**DATA SHOWN:**
..........

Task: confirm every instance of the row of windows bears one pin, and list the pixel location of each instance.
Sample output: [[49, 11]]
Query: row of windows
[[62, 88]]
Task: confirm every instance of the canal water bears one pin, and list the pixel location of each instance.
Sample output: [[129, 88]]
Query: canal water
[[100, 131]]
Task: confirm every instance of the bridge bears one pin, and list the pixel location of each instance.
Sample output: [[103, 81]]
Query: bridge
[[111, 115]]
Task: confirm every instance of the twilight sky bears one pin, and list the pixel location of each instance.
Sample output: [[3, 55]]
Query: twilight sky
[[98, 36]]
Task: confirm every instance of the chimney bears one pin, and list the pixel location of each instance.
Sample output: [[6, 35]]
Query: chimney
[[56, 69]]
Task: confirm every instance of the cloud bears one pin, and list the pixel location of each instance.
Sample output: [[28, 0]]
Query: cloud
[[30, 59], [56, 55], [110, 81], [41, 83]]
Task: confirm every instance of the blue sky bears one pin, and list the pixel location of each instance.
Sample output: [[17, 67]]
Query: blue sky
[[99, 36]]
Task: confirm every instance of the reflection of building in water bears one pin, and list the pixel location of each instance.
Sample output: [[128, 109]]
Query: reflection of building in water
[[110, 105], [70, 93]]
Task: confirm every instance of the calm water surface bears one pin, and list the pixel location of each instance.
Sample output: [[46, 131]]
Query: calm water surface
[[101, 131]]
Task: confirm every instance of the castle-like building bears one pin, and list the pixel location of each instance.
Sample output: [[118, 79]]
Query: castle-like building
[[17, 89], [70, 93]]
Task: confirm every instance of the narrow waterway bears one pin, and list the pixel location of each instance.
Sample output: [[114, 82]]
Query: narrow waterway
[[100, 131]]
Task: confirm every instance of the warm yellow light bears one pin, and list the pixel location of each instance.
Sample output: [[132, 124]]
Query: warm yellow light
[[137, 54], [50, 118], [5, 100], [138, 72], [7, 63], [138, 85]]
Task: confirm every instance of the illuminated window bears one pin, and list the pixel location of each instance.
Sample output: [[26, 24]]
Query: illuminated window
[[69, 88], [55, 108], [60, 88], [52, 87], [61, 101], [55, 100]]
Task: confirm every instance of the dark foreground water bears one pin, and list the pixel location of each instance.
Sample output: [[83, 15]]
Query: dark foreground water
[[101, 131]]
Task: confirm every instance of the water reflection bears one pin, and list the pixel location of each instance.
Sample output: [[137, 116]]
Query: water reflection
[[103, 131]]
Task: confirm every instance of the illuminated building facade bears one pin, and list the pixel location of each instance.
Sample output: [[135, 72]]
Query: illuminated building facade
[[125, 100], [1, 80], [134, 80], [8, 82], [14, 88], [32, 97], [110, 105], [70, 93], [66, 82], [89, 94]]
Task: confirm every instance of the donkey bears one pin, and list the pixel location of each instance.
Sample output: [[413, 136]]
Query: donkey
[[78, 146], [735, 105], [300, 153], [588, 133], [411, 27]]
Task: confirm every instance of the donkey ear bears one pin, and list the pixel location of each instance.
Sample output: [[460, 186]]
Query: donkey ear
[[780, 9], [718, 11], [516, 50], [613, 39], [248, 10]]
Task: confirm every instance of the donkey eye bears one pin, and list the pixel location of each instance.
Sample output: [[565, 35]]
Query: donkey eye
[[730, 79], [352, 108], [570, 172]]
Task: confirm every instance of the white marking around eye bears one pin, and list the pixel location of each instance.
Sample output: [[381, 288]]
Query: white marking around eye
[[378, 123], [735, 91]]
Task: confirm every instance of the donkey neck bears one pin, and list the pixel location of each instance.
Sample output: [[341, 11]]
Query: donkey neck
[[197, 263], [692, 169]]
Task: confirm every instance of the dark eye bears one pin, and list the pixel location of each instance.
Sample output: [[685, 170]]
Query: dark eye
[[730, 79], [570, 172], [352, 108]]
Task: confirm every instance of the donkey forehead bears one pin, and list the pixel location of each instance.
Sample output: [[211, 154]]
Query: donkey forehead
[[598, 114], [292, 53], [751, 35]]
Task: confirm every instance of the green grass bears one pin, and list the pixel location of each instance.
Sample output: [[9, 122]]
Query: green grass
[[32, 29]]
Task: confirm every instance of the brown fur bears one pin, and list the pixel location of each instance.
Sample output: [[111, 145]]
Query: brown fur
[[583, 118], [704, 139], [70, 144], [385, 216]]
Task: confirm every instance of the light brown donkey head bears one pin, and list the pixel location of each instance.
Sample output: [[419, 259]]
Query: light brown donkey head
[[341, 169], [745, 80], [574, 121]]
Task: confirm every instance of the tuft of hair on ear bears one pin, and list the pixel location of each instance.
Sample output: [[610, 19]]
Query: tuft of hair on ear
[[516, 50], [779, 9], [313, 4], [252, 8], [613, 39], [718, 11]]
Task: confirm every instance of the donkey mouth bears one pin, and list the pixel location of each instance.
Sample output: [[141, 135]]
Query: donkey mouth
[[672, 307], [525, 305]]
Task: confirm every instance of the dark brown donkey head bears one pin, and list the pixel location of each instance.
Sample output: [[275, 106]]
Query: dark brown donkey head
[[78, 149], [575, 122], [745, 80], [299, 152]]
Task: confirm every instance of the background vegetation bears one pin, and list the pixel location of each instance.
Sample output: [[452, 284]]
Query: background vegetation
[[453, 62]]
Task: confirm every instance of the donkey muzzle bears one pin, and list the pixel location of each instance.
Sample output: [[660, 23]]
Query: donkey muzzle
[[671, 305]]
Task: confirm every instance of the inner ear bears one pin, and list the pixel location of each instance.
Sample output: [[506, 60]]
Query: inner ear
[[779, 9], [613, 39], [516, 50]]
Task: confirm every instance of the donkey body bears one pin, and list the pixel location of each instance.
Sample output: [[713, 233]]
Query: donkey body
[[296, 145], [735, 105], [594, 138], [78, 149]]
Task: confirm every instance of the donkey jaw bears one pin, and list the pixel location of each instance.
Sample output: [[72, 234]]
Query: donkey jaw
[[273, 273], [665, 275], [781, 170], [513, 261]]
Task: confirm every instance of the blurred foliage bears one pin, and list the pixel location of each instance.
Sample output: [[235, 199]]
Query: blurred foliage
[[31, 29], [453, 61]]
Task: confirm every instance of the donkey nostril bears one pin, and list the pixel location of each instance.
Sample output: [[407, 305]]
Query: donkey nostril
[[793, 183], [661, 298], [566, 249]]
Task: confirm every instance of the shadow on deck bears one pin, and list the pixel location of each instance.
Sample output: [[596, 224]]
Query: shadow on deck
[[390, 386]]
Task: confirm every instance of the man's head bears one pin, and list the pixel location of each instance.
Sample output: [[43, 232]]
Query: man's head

..........

**WHAT NEEDS TO BE DONE:** Turn every line of the entries above into a numbered list, leaving out any blank lines.

**FULL SOLUTION:**
1. Task: confirm every instance of the row of windows bears one pin, and list the pixel location of each instance.
2. Sample output: [[49, 11]]
3. Query: row of windows
4. [[62, 88]]
5. Task: confirm every instance of the canal water bears one pin, and list the pixel location of each instance.
6. Sample output: [[129, 88]]
7. Query: canal water
8. [[100, 131]]
9. Task: confirm every instance of the bridge bears one pin, and list the pixel location of each instance.
10. Sample output: [[103, 81]]
11. Query: bridge
12. [[111, 115]]
13. Task: confirm every instance of the twilight sky bears one pin, and list the pixel location of each instance.
14. Sample output: [[3, 55]]
15. Query: twilight sky
16. [[98, 36]]
17. Task: confirm every instance of the chimney bears one pin, and list the pixel location of each instance.
18. Sample output: [[6, 35]]
19. Query: chimney
20. [[56, 69]]
21. Task: confirm every instance of the cloud bears one pin, and list the pixel location of each instance.
22. Sample output: [[28, 0]]
23. Query: cloud
24. [[30, 59], [56, 55], [110, 81], [41, 83]]
25. Task: confirm every instance of the blue sky bears one pin, and list the pixel location of each instance.
26. Sample output: [[17, 67]]
27. Query: blue sky
28. [[99, 36]]
29. Task: confirm every instance of the reflection of building in water bears one pin, and list the pixel location of each instance.
30. Sample output: [[128, 109]]
31. Query: reflection of building in water
32. [[110, 105], [70, 93]]
33. Task: confirm every instance of the calm water surface bears one pin, and list the pixel location of each instance.
34. Sample output: [[46, 131]]
35. Query: calm water surface
36. [[101, 131]]
37. Task: confirm every instance of the castle-like building bears one pin, and list the pixel location of each instance.
38. Sample output: [[118, 79]]
39. Query: castle-like building
40. [[17, 89], [70, 93]]
41. Task: confirm every instance of the narrow waterway bears one pin, and list the pixel location of each instance.
42. Sample output: [[114, 82]]
43. Query: narrow waterway
44. [[100, 131]]
45. Task: confirm every instance of the warm yellow light bears one pin, and list the pixel location of each instance.
46. Sample output: [[132, 124]]
47. Query: warm yellow light
48. [[137, 54], [50, 118], [5, 100], [138, 72], [7, 63], [138, 85]]
49. Task: confirm every instance of the illuminated window bears one pin, and list the pixel location of each instance.
50. Sample output: [[26, 24]]
51. Query: illuminated window
52. [[69, 88], [55, 108], [60, 88], [52, 87], [61, 101], [55, 100]]
53. Task: confirm every instance of the dark foreground water bears one pin, and list the pixel location of each instance.
54. Sample output: [[83, 15]]
55. Query: dark foreground water
56. [[101, 131]]
57. Task: confirm every instance of the water reflection bears one pin, and list the pixel location of each instance.
58. Sample output: [[137, 116]]
59. Query: water reflection
60. [[103, 131]]
61. Task: confirm every instance of the illuminated building facade bears one pin, and list the pixel location of each instance.
62. Sample output: [[135, 72]]
63. Query: illuminated building facade
64. [[125, 100], [1, 80], [134, 80], [8, 82], [14, 88], [32, 97], [110, 105], [70, 93], [66, 82], [89, 94]]
65. Task: confirm every instance of the donkey bears one pin, and list the pixel location of each instance.
66. Sample output: [[413, 136]]
67. Query: donkey
68. [[78, 146], [735, 105], [300, 153], [588, 133], [411, 27]]
69. Task: confirm every instance of the donkey ear bears one pin, and list the pixel location of each instance.
70. Sample output: [[460, 186]]
71. Query: donkey ear
72. [[780, 9], [718, 11], [516, 50], [613, 39], [248, 10]]
73. Task: confirm every instance of the donkey eye bears one pin, and list the pixel location of each instance.
74. Sample output: [[565, 35]]
75. Query: donkey eye
76. [[730, 79], [352, 108], [570, 172]]
77. Task: confirm every instance of the white marking around eye bears one pin, and list the pixel location of each instance.
78. Sample output: [[381, 288]]
79. Query: white marking around eye
80. [[378, 123], [735, 91]]
81. Task: confirm every instance of the donkey neck bears one pin, and list the pixel location of each instance.
82. Sample output: [[341, 11]]
83. Query: donkey neck
84. [[197, 263], [692, 169]]
85. Task: confirm every instance of the dark eye bears one pin, and list the pixel location of each instance.
86. Sample output: [[685, 170]]
87. Query: dark eye
88. [[730, 79], [570, 172], [352, 108]]
89. Task: confirm every instance of the donkey forehead bears one pin, and list the pixel location of each instance.
90. Sample output: [[211, 154]]
91. Query: donkey forehead
92. [[598, 114], [292, 53], [751, 35]]
93. Task: confirm every instance of the green grass bears one pin, and list the pixel location of each instance.
94. Sample output: [[9, 122]]
95. Query: green grass
96. [[32, 29]]
97. Task: confirm every instance of the brown fur bears one pin, and list the pixel location of each instance.
98. Sample output: [[111, 145]]
99. Query: brown fur
100. [[583, 118], [704, 139], [70, 144], [385, 216]]
101. Task: confirm every instance of the light brown donkey head bears one pin, and list the pixel location of each instance.
102. Sample output: [[419, 259]]
103. Query: light brown donkey head
104. [[341, 169], [745, 80], [574, 121]]
105. Task: confirm every instance of the tuft of hair on ear bears one pin, and list the pixel location of each instance.
106. Sample output: [[610, 19]]
107. Query: tuft of hair on ear
108. [[516, 50], [779, 9], [313, 4], [252, 8], [613, 39], [718, 11]]
109. Task: confirm every instance of the donkey mouth bears one pin, and list the pixel location of each instance.
110. Sample output: [[141, 135]]
111. Query: donkey mouth
112. [[672, 307], [525, 305]]
113. Task: confirm every instance of the dark brown donkey head bears one pin, and list the pixel location of each instance.
114. Sample output: [[275, 106]]
115. Query: dark brown donkey head
116. [[78, 149], [575, 122], [745, 80], [299, 152]]
117. Task: confirm every instance of the background vegetation bears one pin, and list the pixel location of each instance.
118. Sample output: [[452, 284]]
119. Query: background vegetation
120. [[453, 62]]
121. Task: confirm every instance of the donkey muzzle bears one pin, and list the pixel location of each instance.
122. Sample output: [[660, 23]]
123. Query: donkey muzzle
124. [[671, 305]]
125. Task: confirm every instance of the inner ear bears one pin, and list the pixel location of each instance.
126. Sample output: [[506, 60]]
127. Query: inner ear
128. [[779, 9], [613, 39], [516, 50]]
129. Task: confirm every instance of the donkey body bears one pin, and list the pixel location of each instance.
130. Sample output: [[713, 233]]
131. Query: donkey body
132. [[296, 145], [735, 105], [594, 138], [78, 149]]
133. Task: confirm every instance of the donkey jaw bears one pin, and list the pixel location of each instance.
134. Sample output: [[72, 234]]
135. Query: donkey jaw
136. [[273, 273], [665, 275], [781, 170], [513, 261]]
137. Task: confirm every instance of the blurred foliage bears one pin, and list the pixel location of each instance.
138. Sample output: [[235, 199]]
139. Query: blurred foliage
140. [[31, 29], [453, 61]]
141. Task: confirm every instance of the donkey nostril bears one pin, and list the pixel location of each instance.
142. Sample output: [[407, 305]]
143. Query: donkey nostril
144. [[793, 183], [661, 298], [566, 249]]
145. Task: confirm every instance of the shadow on deck bears one pin, and list the pixel location of each instance.
146. Sample output: [[596, 224]]
147. Query: shadow on deck
148. [[390, 386]]
149. Task: confirm every instance of the man's head bears one pin, and list the pixel location of each instance.
150. Sample output: [[43, 232]]
151. Query: man's head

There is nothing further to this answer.